* **DONNÉES AFFICHÉES**
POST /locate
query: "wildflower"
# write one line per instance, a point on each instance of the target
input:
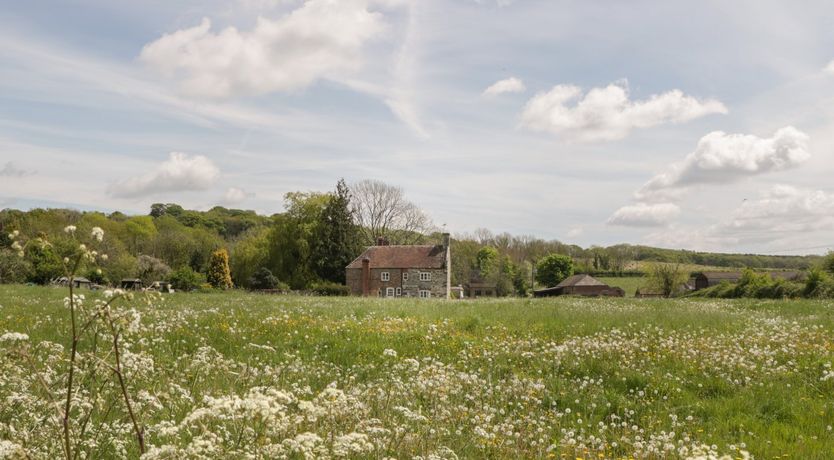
(389, 352)
(11, 337)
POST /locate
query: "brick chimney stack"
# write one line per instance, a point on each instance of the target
(447, 245)
(366, 277)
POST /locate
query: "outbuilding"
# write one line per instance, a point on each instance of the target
(584, 285)
(708, 279)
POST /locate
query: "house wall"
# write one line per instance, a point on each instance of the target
(409, 288)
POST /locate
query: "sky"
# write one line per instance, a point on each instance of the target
(703, 125)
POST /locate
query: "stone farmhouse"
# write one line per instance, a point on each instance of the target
(401, 271)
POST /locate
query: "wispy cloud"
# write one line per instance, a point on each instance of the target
(181, 172)
(605, 114)
(235, 196)
(320, 39)
(645, 215)
(507, 85)
(11, 170)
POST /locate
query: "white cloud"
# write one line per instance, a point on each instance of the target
(722, 158)
(645, 215)
(604, 114)
(11, 170)
(575, 232)
(783, 209)
(783, 219)
(507, 85)
(235, 195)
(182, 172)
(320, 39)
(829, 68)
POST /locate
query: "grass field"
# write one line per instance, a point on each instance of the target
(628, 283)
(236, 375)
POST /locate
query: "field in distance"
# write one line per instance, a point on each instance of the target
(234, 375)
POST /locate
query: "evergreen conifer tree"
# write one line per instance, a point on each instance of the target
(337, 239)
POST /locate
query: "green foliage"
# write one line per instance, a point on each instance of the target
(819, 284)
(186, 279)
(96, 276)
(13, 268)
(291, 236)
(336, 242)
(263, 279)
(553, 269)
(487, 261)
(150, 269)
(666, 278)
(248, 254)
(46, 264)
(219, 275)
(326, 288)
(828, 263)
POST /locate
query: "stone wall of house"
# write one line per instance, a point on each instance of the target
(409, 287)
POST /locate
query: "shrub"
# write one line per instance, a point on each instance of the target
(13, 268)
(327, 288)
(553, 269)
(263, 279)
(186, 279)
(219, 275)
(152, 269)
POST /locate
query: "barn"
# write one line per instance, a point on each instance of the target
(708, 279)
(584, 285)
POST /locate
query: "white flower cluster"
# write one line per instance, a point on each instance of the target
(16, 246)
(11, 337)
(97, 233)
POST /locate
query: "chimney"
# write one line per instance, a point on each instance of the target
(447, 243)
(366, 277)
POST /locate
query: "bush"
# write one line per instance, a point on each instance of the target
(553, 269)
(186, 279)
(263, 279)
(219, 275)
(13, 268)
(326, 288)
(96, 276)
(152, 269)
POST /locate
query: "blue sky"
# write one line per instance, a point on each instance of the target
(698, 125)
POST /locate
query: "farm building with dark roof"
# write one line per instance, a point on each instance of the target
(585, 285)
(708, 279)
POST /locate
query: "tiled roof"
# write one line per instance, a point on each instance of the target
(722, 275)
(417, 256)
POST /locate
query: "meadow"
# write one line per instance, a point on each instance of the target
(239, 375)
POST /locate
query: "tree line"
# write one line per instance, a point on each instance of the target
(308, 245)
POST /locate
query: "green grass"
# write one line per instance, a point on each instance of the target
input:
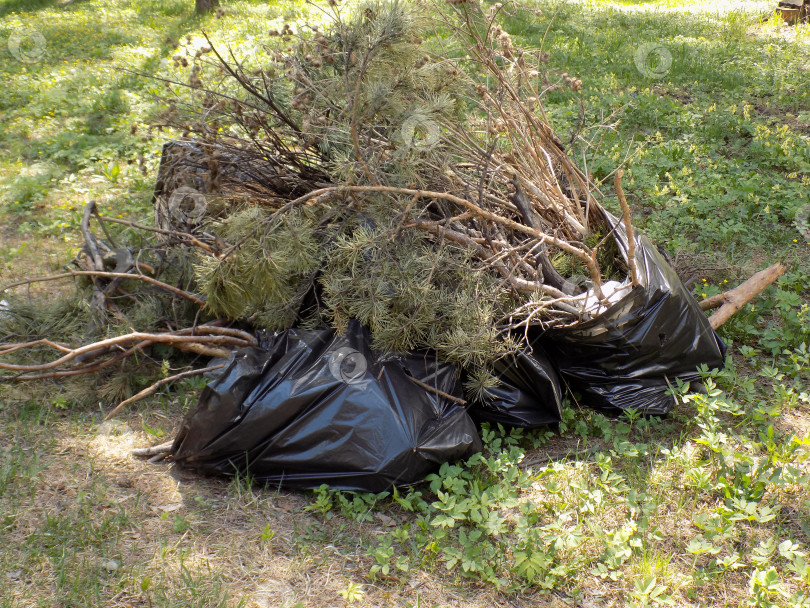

* **CONSIGNE**
Renvoie chaque ligne des enregistrements ci-dessus qui contient le mot « cloud ». Tiens compte des majuscules et des minuscules.

* **RÉSULTAT OBTENU**
query: "wispy cloud"
query: "white cloud"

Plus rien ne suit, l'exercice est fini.